▸ Exercise:
Transcribe every entry exactly, leaving out any pictures.

....

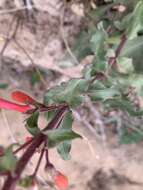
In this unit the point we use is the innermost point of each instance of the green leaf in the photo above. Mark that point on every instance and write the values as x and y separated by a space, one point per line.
64 149
57 136
125 65
32 124
134 49
82 47
70 92
103 94
8 160
129 136
136 21
125 105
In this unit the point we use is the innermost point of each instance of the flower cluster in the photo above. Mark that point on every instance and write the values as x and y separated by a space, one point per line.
29 105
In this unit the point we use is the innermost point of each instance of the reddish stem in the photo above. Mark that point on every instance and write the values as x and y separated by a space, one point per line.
12 179
23 146
112 60
39 161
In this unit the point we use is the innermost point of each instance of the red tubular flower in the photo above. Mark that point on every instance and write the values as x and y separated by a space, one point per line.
61 181
5 104
22 97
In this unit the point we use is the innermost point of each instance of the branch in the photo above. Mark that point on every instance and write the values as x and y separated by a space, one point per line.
12 178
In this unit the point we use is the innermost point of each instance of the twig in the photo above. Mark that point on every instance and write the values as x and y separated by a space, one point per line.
12 178
39 161
112 60
97 117
23 146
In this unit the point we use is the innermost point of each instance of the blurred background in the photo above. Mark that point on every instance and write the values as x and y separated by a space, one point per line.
36 40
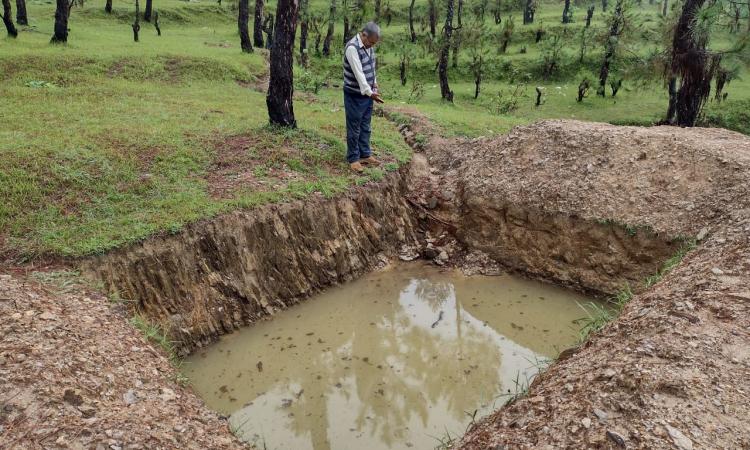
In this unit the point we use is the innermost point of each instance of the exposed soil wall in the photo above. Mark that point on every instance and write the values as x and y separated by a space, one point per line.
586 255
224 273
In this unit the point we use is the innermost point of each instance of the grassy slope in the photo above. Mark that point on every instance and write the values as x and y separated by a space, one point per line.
119 147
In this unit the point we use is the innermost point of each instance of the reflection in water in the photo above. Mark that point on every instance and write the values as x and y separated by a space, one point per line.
390 361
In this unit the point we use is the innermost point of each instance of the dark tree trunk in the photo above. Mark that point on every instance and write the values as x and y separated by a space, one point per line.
258 24
411 22
303 32
672 106
589 15
528 12
615 30
329 32
137 23
432 16
281 83
457 36
243 16
445 90
62 11
268 28
8 19
21 16
692 64
156 23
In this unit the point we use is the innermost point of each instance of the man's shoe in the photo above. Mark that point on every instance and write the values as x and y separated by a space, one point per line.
370 160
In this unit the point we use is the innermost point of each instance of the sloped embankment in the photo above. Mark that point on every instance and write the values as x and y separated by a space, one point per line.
221 274
673 369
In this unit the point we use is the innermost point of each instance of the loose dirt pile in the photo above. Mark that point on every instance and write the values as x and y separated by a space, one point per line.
74 374
674 370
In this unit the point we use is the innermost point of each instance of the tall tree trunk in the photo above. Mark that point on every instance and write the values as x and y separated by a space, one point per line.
303 31
8 19
528 12
329 32
433 16
281 83
147 11
692 64
258 24
62 11
21 16
136 23
457 37
243 17
445 90
411 22
615 29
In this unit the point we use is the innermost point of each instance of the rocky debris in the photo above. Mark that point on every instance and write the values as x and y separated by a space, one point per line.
80 384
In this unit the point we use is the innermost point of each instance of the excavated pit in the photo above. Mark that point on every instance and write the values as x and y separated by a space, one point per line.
595 233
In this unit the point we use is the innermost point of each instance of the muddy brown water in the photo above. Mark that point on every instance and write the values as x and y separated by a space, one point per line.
395 360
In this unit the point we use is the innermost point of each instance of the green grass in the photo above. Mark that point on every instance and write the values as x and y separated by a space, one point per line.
106 141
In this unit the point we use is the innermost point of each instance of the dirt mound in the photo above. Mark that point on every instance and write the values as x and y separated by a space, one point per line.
673 370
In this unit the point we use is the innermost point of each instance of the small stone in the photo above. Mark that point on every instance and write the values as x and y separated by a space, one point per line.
167 394
73 397
680 440
616 437
129 397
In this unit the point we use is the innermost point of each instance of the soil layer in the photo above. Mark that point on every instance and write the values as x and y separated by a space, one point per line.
673 371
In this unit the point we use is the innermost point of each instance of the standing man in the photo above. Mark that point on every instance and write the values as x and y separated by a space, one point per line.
360 90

....

▸ Task solution:
In this unit the point we use is the innermost point of each instance of the green leaf in the photo above. Mark that point on every instance and write the values as x and y separated by a space, one point per line.
64 149
57 136
125 65
32 124
134 49
82 47
70 92
103 94
8 160
129 136
136 21
125 105
In this unit the point we use is the innermost point of each instance of the flower cluster in the photo above. Mark that point on every instance and write the values as x and y separated by a space, one point per line.
29 105
In this unit the point we use is the innermost point of each instance of the reddish stem in the photo above. Mark that point on every instance and write the values as x and y separated by a space, one point per line.
12 179
23 146
112 60
39 161
In this unit the point we use is the innermost point of each instance of the red tubular flower in the photo above. Mark that point on every instance and write the values as x and y separated by a space, one point per line.
61 181
5 104
22 97
In this unit the point we use is the innermost point of each instance of the branch in the photo above. Mark that point on every instance and write the values as x and y separated by a space, one point per line.
12 178
In this unit the point we use is the innermost point of each instance of the twig in the photo above. Mark that point on every instance and write the values as x and y separated by a space, one point per line.
12 178
39 161
112 60
97 117
23 146
In this unit the point we use is the innermost point of each instance of the blurred background in the photo above. Mark that point on every instance and write the values as x and y separated by a space, one point per line.
36 40
In this unit the point we use is the innermost point of each instance of the exposed soil wall in the photo above. Mark that point on every instance and write the values as x and y separated by a space, one point per line.
586 255
224 273
In this unit the point we use is the innermost point of each instance of the grassy slope in the photo above. Mark that point on every instance and write the values as x and y separated by a space, one point per line.
119 147
In this unit the point we use is the innermost point of each instance of the reflection in water in the photo above. Mark that point on every instance and write the values as x and y separated by a space, one point per line.
390 361
In this unit the point we use is the innermost point of each instance of the dark tree trunk in the photo above. Mark that point on every instance and write the values as x and y separated by a space, one point per line.
258 24
411 22
303 32
672 106
589 15
528 12
615 30
329 32
137 23
432 16
281 83
457 36
243 16
445 90
62 11
268 28
8 19
21 16
692 64
156 23
In this unit the point we use is the innermost point of each instance of the man's shoe in the photo above. Mark that point on every instance and write the values as x and y separated by a space, one point per line.
370 160
In this unit the point we use is the innermost point of each instance of the sloped embankment in the photo above. Mark that point on every instance and write the values as x and y separated by a space, one point per line.
221 274
673 369
In this unit the point we use is the innermost point of each instance of the loose dirt pile in the photo above. Mark that point on every instance and write the values as x and y separated by a space, one point per line.
74 374
674 370
In this unit the point we use is the innermost point of each instance of the tall tree trunk in the photo above. Mark that point on every instance and write the values as x and y separated by a space, one point per line.
303 31
8 19
528 12
329 32
433 16
281 83
147 11
692 64
258 24
62 11
21 16
136 23
457 37
243 17
445 90
411 22
615 29
In this unit the point we use is the innermost point of each instance of the rocky debris in the photo above. Mark that point on every instance and write the values as x and y separated by a space, one point per line.
80 384
In this unit the point we use is the innermost point of each instance of the excavated pit in the photo above. Mark that point on every instance and write the values as x and y separated by a space, one point per line.
595 233
In this unit the point we use is the innermost point of each instance of the muddy brown water in the photo above. Mark that point on every instance and write the values as x and y separated by a space, one point per line.
395 360
In this unit the point we use is the innermost point of each instance of the green grass in the photo above. Mark that point on every instance and write the values as x and y separated by a space, one point per line.
106 141
In this unit the point we use is the innermost point of each instance of the dirt mound in the photo above. Mark that point on every instance and write the values as x and y separated by a space, one point per line.
673 370
In this unit the point we use is the innermost point of each instance of the small stone in the photo above. Mark that point on every instance and write the values as x and y separated by a space, one point per line.
167 394
73 397
680 440
616 437
129 397
In this unit the point we use is the innermost point of each instance of the soil layer in the photo above. Mark that point on every instance and write the values as x and y separated by a space, one point per line.
673 371
In this unit the point we use is the innermost point of each instance of the standing man in the photo above. Mark that point on every instance and write the values as x and y separated by a space, one point per line.
360 90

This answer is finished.